**SUPPLIED MATERIAL:**

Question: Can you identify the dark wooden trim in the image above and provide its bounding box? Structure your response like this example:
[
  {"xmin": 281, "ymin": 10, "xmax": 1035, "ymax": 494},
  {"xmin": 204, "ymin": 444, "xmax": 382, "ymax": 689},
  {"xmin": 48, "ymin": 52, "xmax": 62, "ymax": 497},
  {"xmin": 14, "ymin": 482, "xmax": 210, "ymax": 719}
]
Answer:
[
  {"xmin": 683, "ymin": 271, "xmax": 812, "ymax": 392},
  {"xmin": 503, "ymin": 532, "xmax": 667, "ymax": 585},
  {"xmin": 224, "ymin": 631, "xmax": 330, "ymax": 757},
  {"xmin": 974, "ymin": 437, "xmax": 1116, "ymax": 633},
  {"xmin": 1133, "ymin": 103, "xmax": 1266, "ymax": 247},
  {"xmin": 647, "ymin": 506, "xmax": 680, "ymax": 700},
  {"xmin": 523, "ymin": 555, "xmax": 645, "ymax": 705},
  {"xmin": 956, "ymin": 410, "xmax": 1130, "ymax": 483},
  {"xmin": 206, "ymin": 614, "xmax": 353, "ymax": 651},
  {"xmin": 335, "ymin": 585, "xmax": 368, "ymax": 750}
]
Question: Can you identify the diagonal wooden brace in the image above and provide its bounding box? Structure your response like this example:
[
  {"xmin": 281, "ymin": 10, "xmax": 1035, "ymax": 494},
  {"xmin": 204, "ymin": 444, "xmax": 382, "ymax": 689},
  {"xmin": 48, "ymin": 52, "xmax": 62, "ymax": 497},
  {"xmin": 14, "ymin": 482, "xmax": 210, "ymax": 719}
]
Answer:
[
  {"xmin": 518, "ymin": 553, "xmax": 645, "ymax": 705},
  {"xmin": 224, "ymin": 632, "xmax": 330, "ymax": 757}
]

**YOUR OBJECTIVE:**
Copy out all the entries above, changing each "Structure your response" to "Format your answer" and leaving every other word the same.

**SOLUTION:**
Question: Can you identify the dark wooden trim in the image above and provide its bounding box? Format your answer like this example:
[
  {"xmin": 281, "ymin": 10, "xmax": 1035, "ymax": 494},
  {"xmin": 204, "ymin": 444, "xmax": 382, "ymax": 689},
  {"xmin": 48, "ymin": 52, "xmax": 62, "ymax": 497},
  {"xmin": 14, "ymin": 482, "xmax": 210, "ymax": 719}
]
Answer:
[
  {"xmin": 683, "ymin": 271, "xmax": 812, "ymax": 392},
  {"xmin": 503, "ymin": 532, "xmax": 667, "ymax": 585},
  {"xmin": 224, "ymin": 631, "xmax": 330, "ymax": 757},
  {"xmin": 974, "ymin": 437, "xmax": 1116, "ymax": 633},
  {"xmin": 1133, "ymin": 103, "xmax": 1266, "ymax": 247},
  {"xmin": 647, "ymin": 506, "xmax": 680, "ymax": 700},
  {"xmin": 523, "ymin": 555, "xmax": 645, "ymax": 705},
  {"xmin": 956, "ymin": 410, "xmax": 1130, "ymax": 483},
  {"xmin": 206, "ymin": 614, "xmax": 353, "ymax": 651},
  {"xmin": 335, "ymin": 585, "xmax": 368, "ymax": 750}
]
Question: Can you identify the diagonal wooden brace in the image above and provide its bounding box? Format your answer like this example:
[
  {"xmin": 281, "ymin": 10, "xmax": 1035, "ymax": 494},
  {"xmin": 204, "ymin": 444, "xmax": 382, "ymax": 689},
  {"xmin": 48, "ymin": 52, "xmax": 62, "ymax": 497},
  {"xmin": 14, "ymin": 482, "xmax": 210, "ymax": 719}
]
Answer:
[
  {"xmin": 518, "ymin": 553, "xmax": 645, "ymax": 705},
  {"xmin": 224, "ymin": 632, "xmax": 330, "ymax": 757}
]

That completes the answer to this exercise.